▸ GIVEN DATA
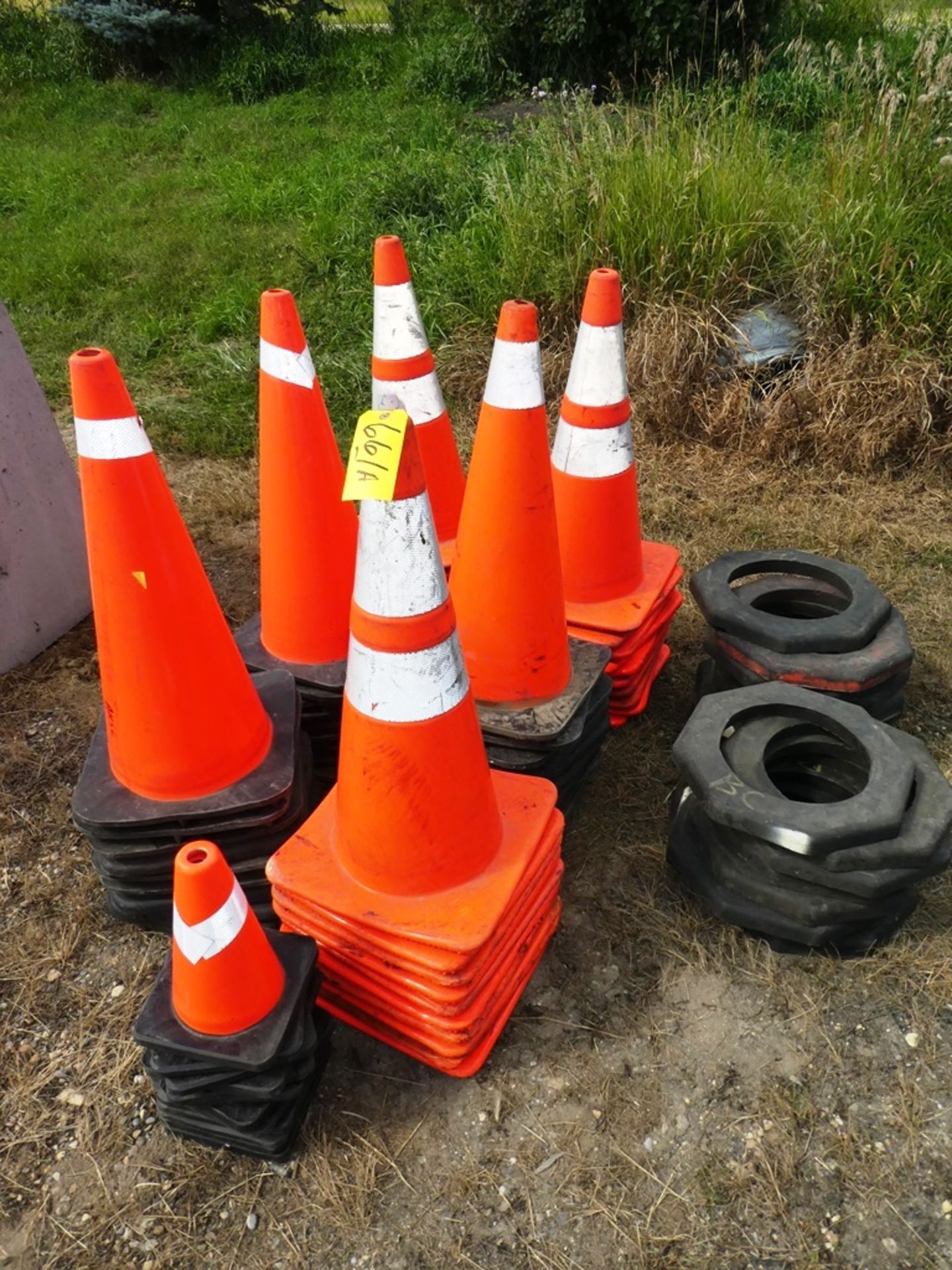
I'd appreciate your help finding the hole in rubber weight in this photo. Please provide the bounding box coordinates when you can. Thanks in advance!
[764,728,869,802]
[730,570,852,621]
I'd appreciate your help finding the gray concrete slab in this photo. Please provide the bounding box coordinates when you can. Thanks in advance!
[0,304,91,672]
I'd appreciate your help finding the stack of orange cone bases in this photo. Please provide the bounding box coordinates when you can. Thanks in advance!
[268,424,563,1077]
[70,348,313,929]
[371,233,466,568]
[450,300,610,809]
[235,287,357,799]
[552,269,684,725]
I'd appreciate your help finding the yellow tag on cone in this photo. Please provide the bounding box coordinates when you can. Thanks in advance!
[340,410,409,503]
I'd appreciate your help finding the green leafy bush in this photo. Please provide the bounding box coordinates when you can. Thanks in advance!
[468,0,785,85]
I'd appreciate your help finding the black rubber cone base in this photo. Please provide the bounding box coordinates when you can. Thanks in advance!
[132,931,317,1072]
[484,673,612,813]
[156,1053,327,1161]
[476,638,612,749]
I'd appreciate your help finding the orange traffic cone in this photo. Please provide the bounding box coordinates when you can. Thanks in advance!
[268,413,563,1076]
[235,287,357,799]
[134,842,331,1160]
[451,300,571,702]
[552,269,682,722]
[70,348,272,800]
[171,842,284,1037]
[259,288,357,665]
[450,300,610,810]
[372,233,466,565]
[70,348,313,929]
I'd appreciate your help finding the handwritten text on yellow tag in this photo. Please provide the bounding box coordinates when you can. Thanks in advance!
[340,410,409,501]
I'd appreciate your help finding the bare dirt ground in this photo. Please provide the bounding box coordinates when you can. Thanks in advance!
[0,431,952,1270]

▸ WORK REQUIRED
Copy all of the rows above word for word, but leave the picture out of your copy.

▸ WRITTEN RESPONSE
I'd appreciate your help finding the hole in rubber weight in this photo. Please provide the bounding box coordinates when you can. Thanks in advance!
[764,728,869,802]
[730,570,852,621]
I'd appreciate your help finding the gray concrete slab in this photo. Please provide the bounding box coordinates when you can. Thanks in advance!
[0,304,91,672]
I'd appreciate your help finding the stack of orange cone bases in this photo. Please provide the bounding box coordinates when you can. Thanks in advance!
[268,424,563,1077]
[70,348,313,929]
[371,233,466,568]
[450,300,610,809]
[235,287,357,799]
[552,269,684,725]
I'd appreciate your help finding the yellow tag on cone in this photo. Please provide the bounding box coordinates when you can. Thanks in advance!
[340,410,409,503]
I'd appreciate your help finding the green leafy bush in this photo. Please provide the bounding box coordinates when you can. Thanks in advance!
[468,0,785,85]
I'd appreciate your help finding the black rubber cone base in this photo. Please provide the bounding box coordinates when you can. Thanks in advance!
[132,931,317,1072]
[484,673,612,813]
[156,1053,327,1161]
[476,638,612,749]
I'd appreciate your help finding the orange traffic cone in this photo. Please provide the bounding box coordinates when you can. Thanks in advance!
[268,413,563,1076]
[235,287,357,799]
[134,842,331,1160]
[451,300,571,702]
[552,269,682,722]
[70,348,272,800]
[171,842,284,1037]
[259,288,357,665]
[450,300,610,810]
[372,233,466,565]
[70,348,313,929]
I'd appreciate your help finding the handwritten text on yellow tag in this photo. Please provide the bounding box coordinates when you can. Thanks in advance!
[340,410,409,501]
I'd appreciate your help finding the bare dirt ground in this photo. Please provide the bounding box coordinates when you can. Thanks in advance!
[0,431,952,1270]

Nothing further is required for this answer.